• **DATA PROVIDED**
--- START ---

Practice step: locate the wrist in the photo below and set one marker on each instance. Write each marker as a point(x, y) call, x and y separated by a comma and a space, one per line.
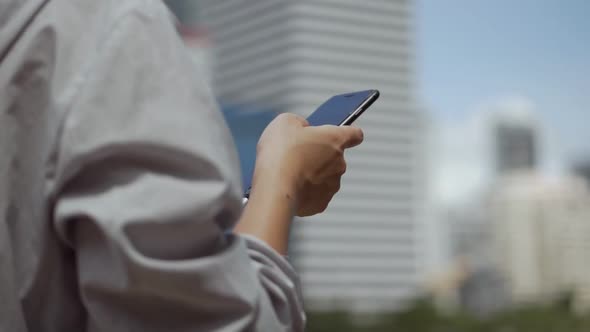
point(279, 180)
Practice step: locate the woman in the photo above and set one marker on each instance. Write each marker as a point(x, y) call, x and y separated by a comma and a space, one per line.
point(119, 182)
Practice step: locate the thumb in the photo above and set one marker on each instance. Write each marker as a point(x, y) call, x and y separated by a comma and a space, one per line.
point(345, 136)
point(353, 136)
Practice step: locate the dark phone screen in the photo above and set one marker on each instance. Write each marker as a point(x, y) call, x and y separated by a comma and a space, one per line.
point(336, 109)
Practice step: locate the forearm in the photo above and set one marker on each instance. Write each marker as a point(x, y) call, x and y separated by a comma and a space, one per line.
point(269, 213)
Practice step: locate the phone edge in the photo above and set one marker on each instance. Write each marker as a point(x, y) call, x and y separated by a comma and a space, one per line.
point(361, 109)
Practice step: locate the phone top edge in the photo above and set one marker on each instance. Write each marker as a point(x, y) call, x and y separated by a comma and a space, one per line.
point(362, 107)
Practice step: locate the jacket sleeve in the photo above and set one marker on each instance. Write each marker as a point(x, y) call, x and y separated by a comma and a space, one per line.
point(148, 190)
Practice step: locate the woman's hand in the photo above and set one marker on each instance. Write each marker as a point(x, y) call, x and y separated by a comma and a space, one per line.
point(298, 171)
point(307, 162)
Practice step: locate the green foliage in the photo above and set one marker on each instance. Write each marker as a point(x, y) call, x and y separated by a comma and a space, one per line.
point(423, 317)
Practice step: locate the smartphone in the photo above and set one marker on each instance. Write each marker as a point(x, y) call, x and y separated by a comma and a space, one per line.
point(340, 110)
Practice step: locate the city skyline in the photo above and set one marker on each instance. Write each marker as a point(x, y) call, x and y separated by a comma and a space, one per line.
point(365, 252)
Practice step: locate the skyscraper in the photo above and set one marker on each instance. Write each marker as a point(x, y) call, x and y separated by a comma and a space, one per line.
point(290, 56)
point(516, 147)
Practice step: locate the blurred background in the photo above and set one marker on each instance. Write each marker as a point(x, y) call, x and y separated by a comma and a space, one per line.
point(468, 206)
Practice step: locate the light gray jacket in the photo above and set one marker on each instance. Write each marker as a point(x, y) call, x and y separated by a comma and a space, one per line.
point(119, 182)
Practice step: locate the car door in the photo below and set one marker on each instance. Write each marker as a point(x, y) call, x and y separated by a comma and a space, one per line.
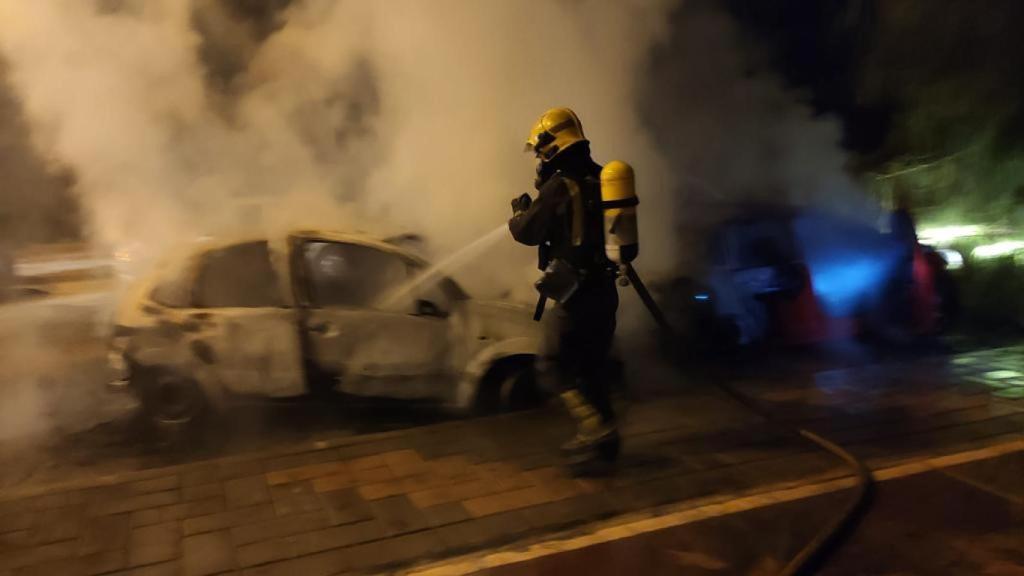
point(401, 352)
point(244, 328)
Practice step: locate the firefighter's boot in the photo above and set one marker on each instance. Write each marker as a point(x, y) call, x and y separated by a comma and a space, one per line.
point(596, 444)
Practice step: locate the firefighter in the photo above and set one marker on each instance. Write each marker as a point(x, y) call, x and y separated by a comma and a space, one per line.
point(566, 223)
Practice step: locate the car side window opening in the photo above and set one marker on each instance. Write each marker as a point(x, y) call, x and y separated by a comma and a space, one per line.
point(239, 276)
point(764, 244)
point(171, 292)
point(350, 275)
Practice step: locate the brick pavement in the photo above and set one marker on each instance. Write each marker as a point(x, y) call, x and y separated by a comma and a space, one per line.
point(385, 500)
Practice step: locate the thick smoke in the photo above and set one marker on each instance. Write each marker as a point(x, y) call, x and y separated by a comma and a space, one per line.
point(183, 119)
point(189, 118)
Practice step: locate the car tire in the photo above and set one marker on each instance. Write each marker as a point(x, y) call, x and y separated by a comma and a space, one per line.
point(174, 408)
point(509, 386)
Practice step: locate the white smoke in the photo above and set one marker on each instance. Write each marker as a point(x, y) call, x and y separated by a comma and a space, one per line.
point(387, 116)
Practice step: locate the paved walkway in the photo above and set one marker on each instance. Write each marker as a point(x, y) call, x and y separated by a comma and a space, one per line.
point(394, 499)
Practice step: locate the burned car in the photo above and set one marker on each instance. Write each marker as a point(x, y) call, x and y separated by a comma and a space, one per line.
point(310, 313)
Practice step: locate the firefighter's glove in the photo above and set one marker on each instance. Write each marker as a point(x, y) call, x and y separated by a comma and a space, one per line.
point(521, 204)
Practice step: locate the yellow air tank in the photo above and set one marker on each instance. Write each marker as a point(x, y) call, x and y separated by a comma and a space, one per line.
point(619, 201)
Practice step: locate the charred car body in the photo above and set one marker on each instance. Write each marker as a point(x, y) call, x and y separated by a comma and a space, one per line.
point(299, 314)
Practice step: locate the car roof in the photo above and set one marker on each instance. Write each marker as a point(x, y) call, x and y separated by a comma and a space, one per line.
point(207, 244)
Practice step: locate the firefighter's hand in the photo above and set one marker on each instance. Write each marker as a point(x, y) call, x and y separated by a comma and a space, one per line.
point(521, 204)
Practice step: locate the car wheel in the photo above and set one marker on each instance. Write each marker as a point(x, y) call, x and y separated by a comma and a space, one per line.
point(519, 391)
point(509, 386)
point(174, 407)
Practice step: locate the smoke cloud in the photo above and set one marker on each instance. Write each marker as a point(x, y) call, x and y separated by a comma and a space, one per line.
point(183, 119)
point(210, 117)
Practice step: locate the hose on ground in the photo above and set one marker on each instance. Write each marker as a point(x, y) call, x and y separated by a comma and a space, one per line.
point(812, 554)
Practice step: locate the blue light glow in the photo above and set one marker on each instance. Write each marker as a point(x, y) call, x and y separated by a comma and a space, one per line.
point(850, 264)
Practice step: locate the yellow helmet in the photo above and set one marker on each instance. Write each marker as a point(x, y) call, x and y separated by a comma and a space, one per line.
point(555, 130)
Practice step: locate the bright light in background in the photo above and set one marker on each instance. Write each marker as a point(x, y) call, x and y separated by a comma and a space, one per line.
point(945, 235)
point(1005, 248)
point(954, 260)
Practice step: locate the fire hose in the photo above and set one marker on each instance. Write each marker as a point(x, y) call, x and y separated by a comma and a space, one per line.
point(814, 552)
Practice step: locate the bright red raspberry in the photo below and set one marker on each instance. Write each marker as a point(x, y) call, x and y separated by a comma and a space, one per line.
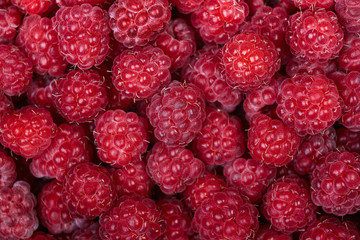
point(80, 96)
point(136, 22)
point(15, 70)
point(139, 73)
point(177, 113)
point(173, 168)
point(137, 217)
point(121, 137)
point(83, 33)
point(226, 215)
point(335, 183)
point(250, 60)
point(315, 35)
point(308, 103)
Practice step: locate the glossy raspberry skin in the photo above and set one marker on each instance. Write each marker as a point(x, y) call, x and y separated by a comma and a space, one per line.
point(138, 217)
point(308, 103)
point(15, 70)
point(253, 69)
point(173, 168)
point(135, 23)
point(121, 137)
point(83, 33)
point(88, 190)
point(138, 73)
point(335, 183)
point(177, 113)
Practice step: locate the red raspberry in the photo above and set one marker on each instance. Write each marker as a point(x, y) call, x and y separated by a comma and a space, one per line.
point(83, 34)
point(226, 215)
point(136, 22)
point(140, 72)
point(80, 96)
point(250, 61)
point(177, 113)
point(121, 137)
point(132, 217)
point(308, 103)
point(15, 70)
point(315, 35)
point(251, 177)
point(335, 183)
point(219, 20)
point(17, 214)
point(173, 168)
point(38, 38)
point(270, 141)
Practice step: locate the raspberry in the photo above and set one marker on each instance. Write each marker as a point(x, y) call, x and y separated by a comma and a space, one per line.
point(173, 168)
point(136, 22)
point(315, 35)
point(137, 218)
point(250, 60)
point(219, 20)
point(15, 70)
point(249, 176)
point(27, 131)
point(226, 215)
point(308, 103)
point(177, 113)
point(83, 34)
point(39, 40)
point(335, 183)
point(88, 190)
point(17, 215)
point(270, 141)
point(121, 137)
point(140, 72)
point(80, 96)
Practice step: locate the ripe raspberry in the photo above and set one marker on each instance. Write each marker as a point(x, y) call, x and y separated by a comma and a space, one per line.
point(121, 137)
point(219, 20)
point(38, 38)
point(138, 73)
point(254, 68)
point(83, 34)
point(308, 103)
point(136, 22)
point(177, 113)
point(315, 35)
point(249, 176)
point(137, 217)
point(173, 168)
point(270, 141)
point(80, 96)
point(335, 183)
point(226, 215)
point(17, 215)
point(15, 70)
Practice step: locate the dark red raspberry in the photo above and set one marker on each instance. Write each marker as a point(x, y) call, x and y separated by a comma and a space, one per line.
point(83, 33)
point(226, 215)
point(335, 183)
point(177, 113)
point(136, 22)
point(315, 35)
point(88, 190)
point(250, 61)
point(15, 70)
point(308, 103)
point(173, 168)
point(132, 217)
point(138, 73)
point(17, 214)
point(121, 137)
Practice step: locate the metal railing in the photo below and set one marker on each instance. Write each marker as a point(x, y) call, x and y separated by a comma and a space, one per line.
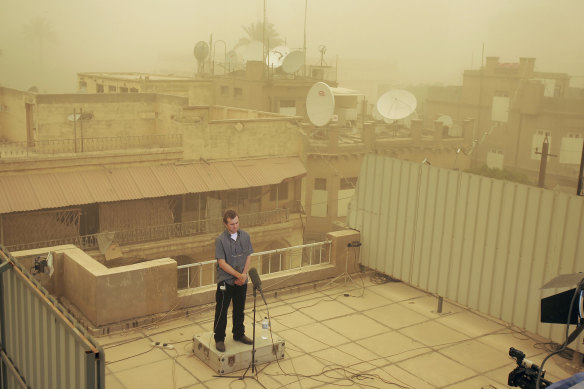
point(169, 231)
point(199, 274)
point(81, 145)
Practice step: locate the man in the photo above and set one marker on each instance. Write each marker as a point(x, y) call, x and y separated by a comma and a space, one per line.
point(232, 251)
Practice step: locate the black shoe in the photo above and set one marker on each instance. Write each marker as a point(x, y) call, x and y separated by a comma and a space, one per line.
point(243, 339)
point(220, 345)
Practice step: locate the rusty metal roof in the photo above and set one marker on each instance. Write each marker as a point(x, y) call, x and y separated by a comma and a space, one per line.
point(29, 192)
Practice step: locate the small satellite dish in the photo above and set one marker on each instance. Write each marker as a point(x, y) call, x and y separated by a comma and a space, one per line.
point(446, 121)
point(276, 56)
point(253, 51)
point(201, 50)
point(320, 104)
point(396, 104)
point(293, 61)
point(376, 115)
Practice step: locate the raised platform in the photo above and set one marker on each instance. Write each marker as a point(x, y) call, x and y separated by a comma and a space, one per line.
point(237, 356)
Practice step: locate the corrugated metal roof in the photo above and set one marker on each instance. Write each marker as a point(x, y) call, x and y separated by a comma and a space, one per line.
point(40, 191)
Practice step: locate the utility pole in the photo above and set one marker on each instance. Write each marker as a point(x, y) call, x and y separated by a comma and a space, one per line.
point(543, 164)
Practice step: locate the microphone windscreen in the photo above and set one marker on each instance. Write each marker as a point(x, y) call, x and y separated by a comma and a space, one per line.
point(255, 277)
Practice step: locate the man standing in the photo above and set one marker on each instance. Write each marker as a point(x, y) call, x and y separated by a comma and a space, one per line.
point(232, 251)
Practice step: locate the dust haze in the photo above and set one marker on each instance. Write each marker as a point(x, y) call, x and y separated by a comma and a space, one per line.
point(373, 41)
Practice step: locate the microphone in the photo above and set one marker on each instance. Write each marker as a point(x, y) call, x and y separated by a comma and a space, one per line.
point(255, 278)
point(257, 283)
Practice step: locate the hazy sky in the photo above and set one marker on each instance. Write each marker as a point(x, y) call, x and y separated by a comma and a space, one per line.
point(376, 41)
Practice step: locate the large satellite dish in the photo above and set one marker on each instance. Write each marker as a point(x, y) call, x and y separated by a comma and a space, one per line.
point(320, 104)
point(201, 50)
point(396, 104)
point(276, 56)
point(293, 61)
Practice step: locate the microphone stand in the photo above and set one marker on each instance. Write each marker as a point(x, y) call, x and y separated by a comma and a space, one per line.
point(252, 365)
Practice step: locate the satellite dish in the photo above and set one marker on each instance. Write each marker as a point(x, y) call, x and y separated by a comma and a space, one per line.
point(253, 51)
point(276, 56)
point(293, 61)
point(201, 50)
point(396, 104)
point(320, 104)
point(376, 115)
point(446, 121)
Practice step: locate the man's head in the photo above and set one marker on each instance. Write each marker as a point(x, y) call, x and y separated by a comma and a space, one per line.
point(231, 221)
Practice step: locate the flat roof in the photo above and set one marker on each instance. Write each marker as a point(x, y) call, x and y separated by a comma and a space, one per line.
point(134, 76)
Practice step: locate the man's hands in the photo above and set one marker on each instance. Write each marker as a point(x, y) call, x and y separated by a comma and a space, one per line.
point(241, 279)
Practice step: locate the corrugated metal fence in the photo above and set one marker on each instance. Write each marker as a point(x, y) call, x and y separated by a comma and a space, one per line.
point(42, 346)
point(485, 243)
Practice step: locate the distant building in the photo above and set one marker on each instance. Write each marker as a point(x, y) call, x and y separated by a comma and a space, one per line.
point(145, 172)
point(514, 108)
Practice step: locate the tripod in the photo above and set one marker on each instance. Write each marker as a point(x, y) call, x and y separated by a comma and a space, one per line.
point(346, 274)
point(252, 365)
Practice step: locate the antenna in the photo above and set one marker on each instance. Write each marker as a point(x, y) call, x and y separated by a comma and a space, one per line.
point(396, 104)
point(276, 56)
point(201, 51)
point(293, 62)
point(320, 104)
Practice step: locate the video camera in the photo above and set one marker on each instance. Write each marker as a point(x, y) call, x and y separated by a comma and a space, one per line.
point(525, 374)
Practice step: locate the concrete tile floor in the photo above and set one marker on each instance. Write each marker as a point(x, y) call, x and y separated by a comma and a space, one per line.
point(360, 334)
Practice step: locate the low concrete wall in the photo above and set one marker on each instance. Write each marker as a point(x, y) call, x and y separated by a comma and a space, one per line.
point(103, 295)
point(111, 298)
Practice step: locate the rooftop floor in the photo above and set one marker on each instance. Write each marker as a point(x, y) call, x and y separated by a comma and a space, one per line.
point(370, 333)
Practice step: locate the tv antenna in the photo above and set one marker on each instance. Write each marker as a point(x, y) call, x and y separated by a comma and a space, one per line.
point(320, 104)
point(396, 104)
point(201, 51)
point(322, 49)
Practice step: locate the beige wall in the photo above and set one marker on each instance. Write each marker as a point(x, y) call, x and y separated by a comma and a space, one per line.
point(114, 115)
point(105, 295)
point(136, 292)
point(13, 114)
point(235, 139)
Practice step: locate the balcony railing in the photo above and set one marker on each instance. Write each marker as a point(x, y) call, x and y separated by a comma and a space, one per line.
point(82, 145)
point(199, 274)
point(154, 233)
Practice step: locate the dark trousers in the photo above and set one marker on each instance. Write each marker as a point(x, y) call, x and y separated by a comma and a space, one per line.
point(223, 299)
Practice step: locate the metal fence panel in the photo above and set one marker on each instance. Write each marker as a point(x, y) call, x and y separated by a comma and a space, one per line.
point(484, 243)
point(42, 346)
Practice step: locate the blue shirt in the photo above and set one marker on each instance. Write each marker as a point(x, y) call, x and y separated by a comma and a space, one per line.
point(234, 252)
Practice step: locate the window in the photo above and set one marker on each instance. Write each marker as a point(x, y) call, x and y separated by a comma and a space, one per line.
point(571, 149)
point(495, 159)
point(500, 109)
point(281, 191)
point(288, 107)
point(319, 203)
point(537, 143)
point(348, 183)
point(320, 183)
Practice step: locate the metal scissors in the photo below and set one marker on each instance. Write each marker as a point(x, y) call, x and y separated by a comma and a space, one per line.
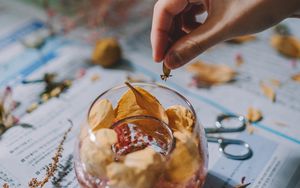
point(225, 142)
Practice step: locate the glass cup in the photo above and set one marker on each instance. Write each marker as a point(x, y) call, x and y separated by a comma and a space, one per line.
point(139, 135)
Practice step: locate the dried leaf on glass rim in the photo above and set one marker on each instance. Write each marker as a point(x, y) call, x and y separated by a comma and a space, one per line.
point(209, 74)
point(180, 118)
point(138, 101)
point(101, 115)
point(286, 45)
point(107, 52)
point(296, 77)
point(96, 155)
point(242, 39)
point(184, 160)
point(268, 91)
point(140, 169)
point(254, 115)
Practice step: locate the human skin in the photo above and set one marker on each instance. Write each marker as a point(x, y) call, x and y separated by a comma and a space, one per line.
point(177, 38)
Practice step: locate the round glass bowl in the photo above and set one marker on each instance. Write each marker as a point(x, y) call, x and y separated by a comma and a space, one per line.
point(142, 151)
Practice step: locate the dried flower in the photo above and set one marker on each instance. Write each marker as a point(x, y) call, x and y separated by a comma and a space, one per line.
point(209, 74)
point(296, 77)
point(7, 105)
point(268, 91)
point(52, 167)
point(107, 52)
point(242, 185)
point(254, 115)
point(239, 60)
point(166, 73)
point(101, 115)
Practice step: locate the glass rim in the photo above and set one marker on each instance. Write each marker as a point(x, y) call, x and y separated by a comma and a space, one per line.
point(165, 126)
point(144, 84)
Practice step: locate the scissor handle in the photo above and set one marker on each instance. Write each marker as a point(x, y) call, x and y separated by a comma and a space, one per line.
point(222, 117)
point(223, 143)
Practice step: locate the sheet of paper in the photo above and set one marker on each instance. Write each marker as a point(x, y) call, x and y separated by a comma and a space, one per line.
point(275, 141)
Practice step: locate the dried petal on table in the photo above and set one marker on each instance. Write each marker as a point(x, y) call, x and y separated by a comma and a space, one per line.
point(95, 77)
point(268, 91)
point(209, 74)
point(98, 154)
point(254, 115)
point(184, 160)
point(242, 39)
point(180, 118)
point(101, 115)
point(138, 101)
point(296, 77)
point(286, 45)
point(107, 52)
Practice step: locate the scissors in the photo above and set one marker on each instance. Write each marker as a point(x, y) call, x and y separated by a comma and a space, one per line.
point(224, 142)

--- END ---

Print the line containing "Practice step: locate the dried petal" and every line after it to the end of the records above, exactly as written, and nothing else.

• **RESPONSE**
Practice step: locate the dried petal on table in the photo above and set one marker on each instance. Write each marker as a point(x, y) call, x and y separated by a comma and a space, one per line.
point(95, 77)
point(268, 91)
point(209, 74)
point(98, 154)
point(254, 115)
point(184, 160)
point(242, 39)
point(180, 118)
point(101, 115)
point(138, 101)
point(296, 77)
point(286, 45)
point(107, 52)
Practice step: locate the scissors in the photo above and set one marker on each instance. Write each marker as a point(x, y) call, x and y separated by a comma and a space, one per line.
point(224, 142)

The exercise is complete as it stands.